*REQUEST*: Reproduce each of the lines below verbatim, from the first through the last.

[Labeled contour entries]
--

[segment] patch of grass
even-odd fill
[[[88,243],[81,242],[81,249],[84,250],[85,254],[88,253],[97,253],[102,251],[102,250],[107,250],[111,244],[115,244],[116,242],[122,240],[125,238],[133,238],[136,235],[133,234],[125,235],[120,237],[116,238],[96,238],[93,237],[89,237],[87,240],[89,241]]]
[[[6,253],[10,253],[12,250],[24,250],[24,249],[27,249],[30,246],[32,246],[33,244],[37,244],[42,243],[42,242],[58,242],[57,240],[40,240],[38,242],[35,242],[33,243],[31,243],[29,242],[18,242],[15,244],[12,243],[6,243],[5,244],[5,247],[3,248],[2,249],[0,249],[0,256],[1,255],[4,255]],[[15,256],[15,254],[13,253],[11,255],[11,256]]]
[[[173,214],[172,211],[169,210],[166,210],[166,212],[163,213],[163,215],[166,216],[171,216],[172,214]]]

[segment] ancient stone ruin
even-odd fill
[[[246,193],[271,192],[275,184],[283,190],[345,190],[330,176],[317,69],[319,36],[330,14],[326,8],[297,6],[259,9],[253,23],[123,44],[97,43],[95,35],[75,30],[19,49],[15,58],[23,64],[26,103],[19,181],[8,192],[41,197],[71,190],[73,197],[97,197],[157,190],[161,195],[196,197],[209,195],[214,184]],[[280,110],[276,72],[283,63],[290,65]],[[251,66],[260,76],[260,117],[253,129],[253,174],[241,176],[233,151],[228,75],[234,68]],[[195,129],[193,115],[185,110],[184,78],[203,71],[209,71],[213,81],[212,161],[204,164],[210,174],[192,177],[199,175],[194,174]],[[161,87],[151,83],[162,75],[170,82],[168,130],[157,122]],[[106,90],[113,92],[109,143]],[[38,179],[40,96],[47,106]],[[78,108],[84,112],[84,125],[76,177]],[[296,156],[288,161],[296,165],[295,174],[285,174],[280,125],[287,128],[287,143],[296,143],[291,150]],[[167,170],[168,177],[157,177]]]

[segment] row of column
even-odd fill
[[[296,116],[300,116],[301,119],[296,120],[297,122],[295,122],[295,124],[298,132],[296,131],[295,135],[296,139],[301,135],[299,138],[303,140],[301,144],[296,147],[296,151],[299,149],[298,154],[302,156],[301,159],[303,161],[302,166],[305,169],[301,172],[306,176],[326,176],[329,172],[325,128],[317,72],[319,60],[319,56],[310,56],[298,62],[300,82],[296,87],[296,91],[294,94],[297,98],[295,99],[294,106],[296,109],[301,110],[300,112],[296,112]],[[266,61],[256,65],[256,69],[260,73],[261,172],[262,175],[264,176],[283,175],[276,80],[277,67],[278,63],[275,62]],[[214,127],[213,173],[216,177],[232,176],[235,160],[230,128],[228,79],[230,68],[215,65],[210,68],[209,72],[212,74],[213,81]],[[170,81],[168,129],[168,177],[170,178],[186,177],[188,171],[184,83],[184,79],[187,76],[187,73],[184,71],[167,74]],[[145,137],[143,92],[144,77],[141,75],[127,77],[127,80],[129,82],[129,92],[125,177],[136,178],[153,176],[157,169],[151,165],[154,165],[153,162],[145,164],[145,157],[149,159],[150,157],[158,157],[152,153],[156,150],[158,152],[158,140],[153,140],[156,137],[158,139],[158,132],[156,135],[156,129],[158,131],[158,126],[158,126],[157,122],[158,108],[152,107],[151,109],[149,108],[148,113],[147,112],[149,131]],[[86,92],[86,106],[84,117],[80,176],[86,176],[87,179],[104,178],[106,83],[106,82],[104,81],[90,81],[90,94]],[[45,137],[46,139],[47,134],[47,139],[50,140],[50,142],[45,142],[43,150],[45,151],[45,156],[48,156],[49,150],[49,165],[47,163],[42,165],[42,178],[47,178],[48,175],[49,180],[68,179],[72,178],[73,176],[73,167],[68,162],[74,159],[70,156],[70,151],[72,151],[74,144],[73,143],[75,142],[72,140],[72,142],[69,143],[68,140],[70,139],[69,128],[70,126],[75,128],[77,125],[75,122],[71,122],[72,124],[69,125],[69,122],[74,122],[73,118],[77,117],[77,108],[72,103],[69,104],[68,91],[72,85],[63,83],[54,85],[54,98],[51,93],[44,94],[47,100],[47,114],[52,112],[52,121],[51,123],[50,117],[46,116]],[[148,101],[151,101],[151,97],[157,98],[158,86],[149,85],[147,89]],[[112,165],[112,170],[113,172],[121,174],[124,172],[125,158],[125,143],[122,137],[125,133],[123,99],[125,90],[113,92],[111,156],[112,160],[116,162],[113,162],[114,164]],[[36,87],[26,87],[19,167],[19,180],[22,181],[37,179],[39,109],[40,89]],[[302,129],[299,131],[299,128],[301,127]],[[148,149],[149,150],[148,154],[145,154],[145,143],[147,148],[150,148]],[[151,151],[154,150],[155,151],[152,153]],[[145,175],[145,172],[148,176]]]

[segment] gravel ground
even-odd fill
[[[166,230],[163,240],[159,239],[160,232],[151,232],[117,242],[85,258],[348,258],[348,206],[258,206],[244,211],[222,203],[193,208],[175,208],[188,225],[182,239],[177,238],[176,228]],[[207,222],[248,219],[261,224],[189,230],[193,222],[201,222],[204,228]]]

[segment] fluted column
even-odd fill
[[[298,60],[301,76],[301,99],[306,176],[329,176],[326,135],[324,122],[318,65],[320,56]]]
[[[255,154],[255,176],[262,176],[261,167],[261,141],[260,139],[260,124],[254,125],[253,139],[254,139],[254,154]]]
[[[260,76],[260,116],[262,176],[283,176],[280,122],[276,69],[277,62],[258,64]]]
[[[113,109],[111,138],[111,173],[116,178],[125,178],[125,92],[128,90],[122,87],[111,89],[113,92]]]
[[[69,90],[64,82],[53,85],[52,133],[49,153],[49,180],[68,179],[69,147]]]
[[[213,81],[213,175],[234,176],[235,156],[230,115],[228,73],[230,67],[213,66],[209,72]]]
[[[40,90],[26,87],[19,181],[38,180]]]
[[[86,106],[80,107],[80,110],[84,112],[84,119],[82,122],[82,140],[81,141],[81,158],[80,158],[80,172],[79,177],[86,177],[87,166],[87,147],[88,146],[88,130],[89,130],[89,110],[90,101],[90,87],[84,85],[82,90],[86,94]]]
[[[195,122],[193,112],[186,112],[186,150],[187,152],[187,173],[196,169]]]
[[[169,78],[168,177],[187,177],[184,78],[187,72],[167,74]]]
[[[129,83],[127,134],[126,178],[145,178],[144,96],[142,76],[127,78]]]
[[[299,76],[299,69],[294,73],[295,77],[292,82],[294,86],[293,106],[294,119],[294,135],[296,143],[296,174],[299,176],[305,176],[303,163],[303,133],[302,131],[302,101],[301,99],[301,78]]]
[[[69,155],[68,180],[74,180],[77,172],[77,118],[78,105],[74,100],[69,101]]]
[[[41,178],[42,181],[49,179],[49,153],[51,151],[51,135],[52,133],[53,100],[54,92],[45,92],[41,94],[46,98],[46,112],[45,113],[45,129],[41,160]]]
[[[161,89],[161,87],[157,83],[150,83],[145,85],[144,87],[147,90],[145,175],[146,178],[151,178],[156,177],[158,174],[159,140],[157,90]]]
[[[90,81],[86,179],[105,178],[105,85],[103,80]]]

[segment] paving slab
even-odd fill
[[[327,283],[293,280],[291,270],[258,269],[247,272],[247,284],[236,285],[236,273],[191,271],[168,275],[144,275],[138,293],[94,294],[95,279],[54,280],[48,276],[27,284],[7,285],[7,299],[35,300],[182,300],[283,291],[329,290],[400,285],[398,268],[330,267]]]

--

*RESULT FOR THIS TASK*:
[segment] patch of grass
even-odd fill
[[[88,243],[81,242],[81,249],[84,250],[85,254],[88,253],[97,253],[102,251],[102,250],[107,250],[111,244],[115,244],[116,242],[122,240],[125,238],[133,238],[136,235],[133,234],[125,235],[120,237],[116,238],[96,238],[93,237],[89,237],[87,240],[89,241]]]
[[[6,253],[10,253],[12,250],[24,250],[24,249],[27,249],[30,246],[32,246],[33,244],[37,244],[42,243],[42,242],[58,242],[57,240],[40,240],[38,242],[35,242],[33,243],[31,243],[29,242],[18,242],[15,244],[12,243],[6,243],[5,244],[5,247],[3,248],[2,249],[0,249],[0,256],[1,255],[4,255]],[[15,256],[15,254],[13,253],[11,255],[11,256]]]
[[[173,214],[172,211],[169,210],[166,210],[166,212],[163,213],[163,215],[166,216],[171,216],[172,214]]]

[segment] ancient stone ruin
even-odd fill
[[[246,193],[271,192],[275,184],[283,190],[345,190],[330,176],[317,69],[319,36],[330,14],[326,8],[297,6],[259,9],[253,23],[123,44],[97,43],[95,35],[75,30],[19,49],[15,58],[23,64],[26,103],[19,181],[8,192],[41,197],[71,190],[73,197],[97,197],[157,190],[161,195],[196,197],[209,195],[214,184]],[[280,110],[276,72],[283,63],[290,65]],[[251,66],[260,76],[260,117],[253,129],[253,174],[241,176],[233,151],[228,75],[234,68]],[[195,129],[193,115],[185,110],[184,78],[203,71],[209,71],[213,81],[212,161],[204,164],[210,174],[192,177],[199,175],[194,174]],[[161,87],[151,83],[162,75],[170,82],[168,130],[157,122]],[[106,90],[113,92],[109,143]],[[38,179],[40,96],[47,106]],[[78,108],[84,112],[84,125],[76,177]],[[296,156],[288,161],[296,165],[295,174],[285,174],[280,125],[287,128],[287,143],[296,143],[291,150]],[[167,170],[168,177],[157,177]]]

[segment] row of column
even-odd fill
[[[296,116],[300,116],[301,119],[296,120],[297,122],[295,122],[295,124],[298,132],[296,131],[295,135],[296,139],[301,135],[299,138],[303,140],[301,144],[296,147],[296,151],[299,149],[298,154],[302,156],[301,159],[303,161],[302,166],[305,169],[301,172],[306,176],[326,176],[329,172],[325,128],[317,72],[319,60],[319,56],[310,56],[298,62],[300,82],[296,87],[296,91],[294,94],[297,98],[295,99],[294,106],[296,109],[301,110],[300,112],[296,112]],[[266,61],[256,65],[256,69],[260,73],[261,172],[262,175],[264,176],[283,175],[276,80],[277,67],[278,63],[275,62]],[[214,127],[213,173],[216,177],[232,176],[235,160],[230,128],[228,79],[230,68],[215,65],[210,68],[209,72],[212,74],[213,81]],[[170,81],[168,129],[168,177],[170,178],[186,177],[188,171],[184,83],[184,79],[187,76],[187,73],[184,71],[167,74]],[[145,137],[143,92],[144,77],[141,75],[127,77],[127,80],[129,82],[129,92],[125,177],[136,178],[153,176],[157,169],[151,165],[154,165],[153,162],[145,164],[145,157],[149,159],[150,157],[158,157],[152,153],[156,150],[158,152],[158,140],[153,140],[156,137],[158,139],[158,132],[156,135],[156,129],[158,131],[158,126],[158,126],[157,122],[158,108],[152,107],[151,109],[149,108],[148,113],[147,112],[149,131]],[[86,92],[86,106],[84,117],[80,176],[86,176],[87,179],[104,178],[106,83],[106,82],[104,81],[90,81],[90,94]],[[45,137],[46,139],[47,134],[47,139],[50,140],[50,142],[45,142],[43,150],[45,151],[45,156],[48,156],[49,150],[49,165],[47,163],[42,165],[42,178],[47,178],[48,175],[49,180],[68,179],[72,178],[73,176],[73,167],[68,162],[74,159],[70,156],[70,151],[72,151],[74,144],[73,143],[75,142],[72,140],[72,142],[69,143],[68,140],[70,139],[69,128],[70,126],[75,128],[77,125],[75,122],[71,122],[72,124],[69,125],[69,122],[74,122],[73,118],[77,117],[77,108],[72,103],[69,104],[68,91],[72,85],[63,83],[54,85],[54,98],[51,93],[44,94],[47,100],[47,114],[52,112],[52,121],[51,123],[50,117],[46,116]],[[148,101],[151,101],[151,97],[157,98],[158,86],[149,85],[147,89]],[[112,165],[112,170],[113,172],[121,174],[124,172],[125,158],[125,143],[122,137],[125,133],[123,99],[125,90],[113,92],[111,156],[112,160],[116,162],[113,162],[114,164]],[[36,87],[26,87],[19,167],[19,180],[22,181],[37,179],[39,109],[40,89]],[[302,129],[299,131],[299,128],[301,127]],[[148,149],[149,150],[148,154],[145,154],[145,143],[147,148],[150,148]],[[151,151],[154,150],[155,151],[152,153]],[[145,175],[145,172],[148,176]]]

[segment] gravel ground
even-odd fill
[[[166,230],[163,240],[159,239],[160,232],[151,232],[117,242],[85,258],[348,258],[348,206],[258,206],[244,211],[222,203],[193,208],[175,208],[188,225],[182,239],[177,238],[176,228]],[[207,222],[248,219],[261,224],[189,230],[193,222],[201,222],[204,228]]]

[segment] fluted column
even-odd fill
[[[298,60],[301,76],[301,99],[306,176],[329,176],[326,135],[324,122],[318,65],[320,56]]]
[[[255,154],[255,176],[262,176],[261,167],[261,141],[260,139],[260,124],[254,125],[253,139],[254,139],[254,154]]]
[[[260,76],[260,116],[262,176],[283,176],[280,122],[276,69],[277,62],[258,64]]]
[[[113,109],[111,138],[111,173],[116,178],[125,178],[125,92],[128,90],[122,87],[111,89],[113,92]]]
[[[69,90],[64,82],[53,85],[52,133],[49,153],[49,180],[68,179],[69,147]]]
[[[213,81],[213,175],[234,176],[235,156],[230,115],[228,73],[230,67],[213,66],[209,72]]]
[[[40,90],[26,87],[19,181],[38,180]]]
[[[86,106],[80,107],[80,110],[84,112],[84,119],[82,122],[82,140],[81,141],[81,158],[80,158],[80,172],[79,177],[86,177],[87,166],[87,147],[88,146],[88,130],[89,130],[89,110],[90,101],[90,87],[84,85],[82,90],[86,94]]]
[[[195,122],[193,112],[186,112],[186,150],[187,152],[187,173],[196,169]]]
[[[169,78],[168,177],[187,177],[184,78],[187,72],[167,74]]]
[[[129,83],[127,134],[126,178],[145,178],[144,96],[142,76],[127,78]]]
[[[299,76],[299,69],[294,73],[295,77],[292,82],[294,86],[293,106],[294,119],[294,135],[296,143],[296,174],[299,176],[305,176],[303,163],[303,133],[302,131],[302,101],[301,99],[301,78]]]
[[[69,155],[68,180],[74,180],[77,172],[77,118],[78,105],[74,100],[69,101]]]
[[[41,178],[42,181],[49,179],[49,153],[51,151],[51,135],[52,133],[53,100],[54,92],[45,92],[41,94],[46,98],[46,112],[45,113],[45,129],[41,160]]]
[[[161,89],[161,87],[157,83],[150,83],[145,85],[144,87],[147,90],[145,175],[146,178],[151,178],[156,177],[158,174],[159,140],[157,90]]]
[[[90,81],[86,179],[105,178],[105,85],[103,80]]]

[segment] paving slab
even-odd fill
[[[327,283],[293,280],[291,270],[258,269],[247,272],[247,284],[236,285],[236,273],[191,271],[168,275],[144,275],[138,293],[94,294],[95,279],[54,280],[48,276],[27,284],[7,285],[7,299],[35,300],[182,300],[283,291],[329,290],[400,285],[398,268],[330,267]]]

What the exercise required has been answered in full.